Document text ::

▼▼▼

We can also define functions. Recall that employee.salary was defined as numeric(10,2).

create or replace function getsal(name varchar) returns numeric
as
$$
    select e.salary from employee e where e.lname = name;
$$
language sql;

select getsal('Wong');

drop function getsal(varchar);

A function is a procedure if it returns void.

We use create or replace here because functions, unlike tables, are frequently redefined. If we'd just used create, we'd have to drop the function before redefining it.

We can also use the language PL/pgsql, which has some extensions. We specify it with language plpgsql. The main advantage lies in communicating with a remote database server. Using the SQL language means that each individual query has to be sent to the server for execution; PL/pgsql effectively batches the different queries.

Here are two functions that might be used to do grade calculations using the University database. The first compares two grades. We should get grade_less('B+','A-') = true, grade_less('B','B+') = true, etc. It illustrates declarations, substrings and if/elsif/else/end-if blocks

-- implements < operator for grades
create or replace function grade_less(g1 varchar, g2 varchar) returns boolean
as
$$
DECLARE
    l1 char;        -- the letter, 'A', 'B', etc
    l2 char;
    mod1 char;      -- the modifier, '+' or '-'
    mod2 char;
BEGIN
    l1 := upper(substring(g1 from 1 for 1));      -- 1st char of string is position 1
    l2 := upper(substring(g2 from 1 for 1));    -- we take 1 char starting at position 1
    if    l1 < l2 then return false;        -- 'A' is a better grade than 'B'
    elsif l1 > l2 then return true;
    end if;
    -- now we know l1 = l2
    if char_length(g1) >= 2 then
        mod1 := substring(g1 from 2 for 1);
    else
        mod1 := ' ';
    end if;
    if char_length(g2) >= 2 then
        mod2 := substring(g2 from 2 for 1);
    else
        mod2 := ' ';
    end if;
    if    mod1 = mod2 then return false;
    elsif mod1 = '-' then return true;
    elsif mod2 = '+' then return true;
    else return false;
    end if;
END;
$$
language plpgsql;

To test this, try

select grade_less('B+','A-');
select grade_less('B','B+');

The next function converts letter grades to a numeric form: 'B+' is 3.333, etc. Instead of using the previous function, we could also use the one below, and then compare the results numerically:

create or replace function grade_num(g varchar) returns real
as
$$
declare
    num real;
    letter char;
    mod char;
begin
    letter := upper(substring(g from 1 for 1));
    if    letter = 'A' then num:= 4.0;
    elsif letter = 'B' then num := 3.0;
    elsif letter = 'C' then num := 2.0;
    elsif letter = 'D' then num := 1.0;
    elsif letter = 'F' then return 0;
    end if;
    if char_length(g) = 1 then return num;
    end if;
    mod := substring(g from 2 for 1);
    if    mod = '+' then return num + 1.0/3;
    elsif mod = '-' then return num - 1.0/3;
    else return num;
    end if;
end;
$$
language plpgsql;

See sql2.html#universal_quantification for an application of these functions.

▲▲▲

Recorded data ::
▼▼▼

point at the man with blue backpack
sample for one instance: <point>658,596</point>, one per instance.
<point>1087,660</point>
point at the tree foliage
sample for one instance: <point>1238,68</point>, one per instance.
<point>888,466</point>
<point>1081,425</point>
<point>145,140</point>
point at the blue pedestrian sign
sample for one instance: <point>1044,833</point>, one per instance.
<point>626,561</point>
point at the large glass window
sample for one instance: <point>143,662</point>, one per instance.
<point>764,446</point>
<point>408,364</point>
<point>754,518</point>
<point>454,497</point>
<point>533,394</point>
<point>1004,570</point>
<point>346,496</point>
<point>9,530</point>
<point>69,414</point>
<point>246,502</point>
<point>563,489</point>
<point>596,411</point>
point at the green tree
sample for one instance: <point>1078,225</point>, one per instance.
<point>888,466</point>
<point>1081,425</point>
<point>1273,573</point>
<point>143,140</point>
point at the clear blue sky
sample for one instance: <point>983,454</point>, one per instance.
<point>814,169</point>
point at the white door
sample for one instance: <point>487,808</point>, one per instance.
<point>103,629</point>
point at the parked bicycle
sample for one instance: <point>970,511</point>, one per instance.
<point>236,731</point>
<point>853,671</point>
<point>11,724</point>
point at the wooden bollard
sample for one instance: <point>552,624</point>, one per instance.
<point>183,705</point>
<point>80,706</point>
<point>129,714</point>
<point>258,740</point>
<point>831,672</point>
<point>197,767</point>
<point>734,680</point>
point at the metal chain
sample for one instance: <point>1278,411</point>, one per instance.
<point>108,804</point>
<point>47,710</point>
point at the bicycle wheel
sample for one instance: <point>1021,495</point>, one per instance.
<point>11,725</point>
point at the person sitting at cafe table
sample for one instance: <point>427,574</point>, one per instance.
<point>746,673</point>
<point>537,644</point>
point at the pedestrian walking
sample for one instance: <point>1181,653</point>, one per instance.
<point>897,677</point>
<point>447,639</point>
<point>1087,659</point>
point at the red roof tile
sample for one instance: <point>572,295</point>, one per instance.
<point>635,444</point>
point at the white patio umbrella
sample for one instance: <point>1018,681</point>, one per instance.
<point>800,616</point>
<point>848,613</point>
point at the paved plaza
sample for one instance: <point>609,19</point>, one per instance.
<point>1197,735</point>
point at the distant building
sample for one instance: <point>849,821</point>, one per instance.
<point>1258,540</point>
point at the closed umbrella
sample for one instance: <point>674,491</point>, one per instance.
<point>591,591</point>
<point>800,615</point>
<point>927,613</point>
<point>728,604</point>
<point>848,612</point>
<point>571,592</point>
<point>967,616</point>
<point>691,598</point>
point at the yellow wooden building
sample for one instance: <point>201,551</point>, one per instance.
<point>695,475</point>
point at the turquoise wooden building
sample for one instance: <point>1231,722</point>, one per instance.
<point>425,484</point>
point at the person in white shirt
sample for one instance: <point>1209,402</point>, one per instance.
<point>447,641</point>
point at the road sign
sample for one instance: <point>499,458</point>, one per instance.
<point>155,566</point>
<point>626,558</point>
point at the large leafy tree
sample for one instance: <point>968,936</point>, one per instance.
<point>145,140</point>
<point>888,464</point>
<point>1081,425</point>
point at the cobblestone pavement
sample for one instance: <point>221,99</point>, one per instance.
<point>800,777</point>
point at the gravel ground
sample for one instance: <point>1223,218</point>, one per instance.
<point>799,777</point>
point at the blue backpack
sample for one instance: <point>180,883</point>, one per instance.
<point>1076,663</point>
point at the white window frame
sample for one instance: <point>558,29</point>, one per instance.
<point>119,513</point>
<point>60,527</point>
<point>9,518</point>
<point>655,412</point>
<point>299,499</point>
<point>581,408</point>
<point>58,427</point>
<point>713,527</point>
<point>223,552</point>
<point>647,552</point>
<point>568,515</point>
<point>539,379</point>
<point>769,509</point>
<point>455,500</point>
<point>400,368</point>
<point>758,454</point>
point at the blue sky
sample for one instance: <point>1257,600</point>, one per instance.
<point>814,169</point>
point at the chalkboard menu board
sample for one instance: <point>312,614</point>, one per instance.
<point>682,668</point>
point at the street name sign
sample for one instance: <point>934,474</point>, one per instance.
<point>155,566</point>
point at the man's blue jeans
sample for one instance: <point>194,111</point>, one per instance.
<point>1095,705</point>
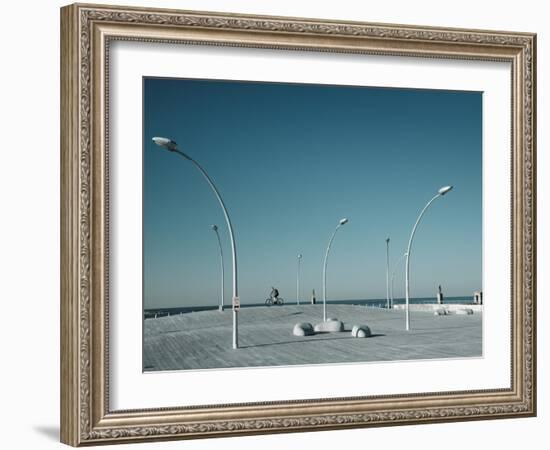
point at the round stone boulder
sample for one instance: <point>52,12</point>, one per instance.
<point>360,331</point>
<point>303,329</point>
<point>332,326</point>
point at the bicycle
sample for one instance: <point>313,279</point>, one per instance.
<point>274,301</point>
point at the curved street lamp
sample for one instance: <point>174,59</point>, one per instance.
<point>171,146</point>
<point>442,191</point>
<point>222,302</point>
<point>298,280</point>
<point>341,223</point>
<point>388,273</point>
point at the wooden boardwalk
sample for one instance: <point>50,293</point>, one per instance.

▲▲▲

Objectives ::
**a)** Reproduce the passage of the text on SQL functions starting at "We use create" and ending at "the different queries.".
**b)** Answer these questions from the text on SQL functions:
(i) How was employee.salary defined?
(ii) Under what condition is a function a procedure?
(iii) What numeric value does the grade conversion function give for 'B+'?
**c)** Extend the text on SQL functions, continuing after its final sentence.
The lines after the text on SQL functions are separate material and do not belong to it.

Answers to the problems ::
**a)**
We use create or replace here because functions, unlike tables, are frequently redefined. If we'd just used create, we'd have to drop the function before redefining it.

We can also use the language PL/pgsql, which has some extensions. We specify it with language plpgsql. The main advantage lies in communicating with a remote database server. Using the SQL language means that each individual query has to be sent to the server for execution; PL/pgsql effectively batches the different queries.

**b)**
(i) It was defined as numeric(10,2).
(ii) A function is a procedure if it returns void.
(iii) 'B+' is converted to 3.333.

**c)**
Serial

Suppose we define the following table:

create table serialdemo (
    ident serial primary key,
    name varchar(20)
);

The ident field will be automatically assigned increasing consecutive values:

insert into serialdemo values(default, 'alice');
insert into serialdemo values(default, 'bob');
insert into serialdemo values(7, 'zorro');
insert into serialdemo values(default, 'clarisse');
insert into serialdemo values(default, 'dale');
insert into serialdemo values(default, 'edmund');
insert into serialdemo values(default, 'fiona');

Now let's try one more. The problem is that the next value for ident is 7, which we already used.

insert into serialdemo values(default, 'georg');

This fails! But if we try it again, it works!

We can also try insertions within transactions:

begin;
insert into serialdemo
values (default, 'zool');


insert into serialdemo
values (default, 'harald');
rollback;

What is going on here?


One potential problem with using serial keys is that external observers can guess how many customers you have; see the German tank problem. An alternative is to use so-called UUIDs. To load the UUID module, run the following as user postgres:

\c pld
create extension if not exists pgcrypto;

The installation of the module can be verified with select gen_random_uuid();. Now, in database pld, I can define this:

create table uuiddemo (
    ident uuid primary key default gen_random_uuid(),
    name varchar(20)
);

We can then insert.

insert into uuiddemo values(default, 'alice');
insert into uuiddemo values(default, 'bob');
insert into uuiddemo values(default, 'clarisse');
insert into uuiddemo values(default, 'dale');
insert into uuiddemo values(default, 'edmund');
insert into uuiddemo values(default, 'fiona');



Dellstore

The Dellstore data is in one large file, dellstore.sql. This file includes create table commands and data-insertion commands. (For some reason, table keys are not created until the very end of the file, with alter table, but this does not really matter.)

Here's how to install the tables. You can either create a new named database or else just load the tables into your existing company/university database.

To create a new named database for Dellstore:

    createdb -U postgres dellstore
or
    createdb -U postgres -W dellstore    # -W to force request for password

To load the information into Dellstore:

From the shell:
    psql dellstore < dellstore.sql
Alternatively, from within postgres, where psql was started in the directory containing dellstore.sql:
    \i dellstore.sql

I had considerable difficulty with the string O'DONNELL in products.actor, as the quotation mark was a non-ASCII, non-UTF8 symbol.

Let's try some queries:

select count(*) from customers;
select count(*) from products;

select * from customers limit 50;

Who ordered product 4789?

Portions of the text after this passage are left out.